- Challenge
Write out the records below word for word, please.
◆ ◆ ◆ ◆ ◆ ◆ ◆
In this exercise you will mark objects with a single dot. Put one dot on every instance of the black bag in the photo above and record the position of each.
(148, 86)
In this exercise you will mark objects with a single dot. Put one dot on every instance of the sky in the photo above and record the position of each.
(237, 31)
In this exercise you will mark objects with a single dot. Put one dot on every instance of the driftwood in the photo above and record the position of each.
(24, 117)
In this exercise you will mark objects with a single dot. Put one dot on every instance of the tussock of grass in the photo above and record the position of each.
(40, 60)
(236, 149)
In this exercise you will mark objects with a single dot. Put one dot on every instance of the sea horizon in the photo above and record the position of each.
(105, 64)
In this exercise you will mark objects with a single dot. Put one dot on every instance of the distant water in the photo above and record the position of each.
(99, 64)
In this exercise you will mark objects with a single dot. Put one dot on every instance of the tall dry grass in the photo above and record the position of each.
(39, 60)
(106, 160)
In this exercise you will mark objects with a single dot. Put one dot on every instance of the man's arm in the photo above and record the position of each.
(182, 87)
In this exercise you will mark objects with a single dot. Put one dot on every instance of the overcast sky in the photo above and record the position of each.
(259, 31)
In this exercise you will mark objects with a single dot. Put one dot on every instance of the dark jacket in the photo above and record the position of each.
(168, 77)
◆ ◆ ◆ ◆ ◆ ◆ ◆
- Worked solution
In this exercise you will mark objects with a single dot. Put one dot on every instance of the black bag in the photo above and record the position of each.
(148, 86)
In this exercise you will mark objects with a single dot. Put one dot on every instance of the sky in the photo above and record the position of each.
(237, 31)
In this exercise you will mark objects with a single dot. Put one dot on every instance of the driftwood in the photo above and record the position of each.
(24, 117)
In this exercise you will mark objects with a single dot. Put one dot on every instance of the tussock of grass in the photo above and record the position of each.
(40, 60)
(236, 149)
In this exercise you will mark objects with a single dot. Put one dot on every instance of the sea horizon in the photo above and record the position of each.
(105, 64)
In this exercise you will mark objects with a single dot. Put one dot on every instance of the distant water in the photo above and record the position of each.
(99, 64)
In this exercise you will mark objects with a single dot. Put one dot on every instance of the tall dry grass in the photo above and record the position of each.
(39, 60)
(106, 160)
In this exercise you will mark objects with a single dot. Put one dot on every instance of the man's arm in the photo above and record the position of each.
(182, 87)
In this exercise you will mark objects with a single dot. Put one dot on every instance of the overcast sky in the photo above and record the position of each.
(259, 31)
In this exercise you will mark objects with a single dot. Put one dot on every instance of the dark jacket in the photo above and record the position of each.
(168, 77)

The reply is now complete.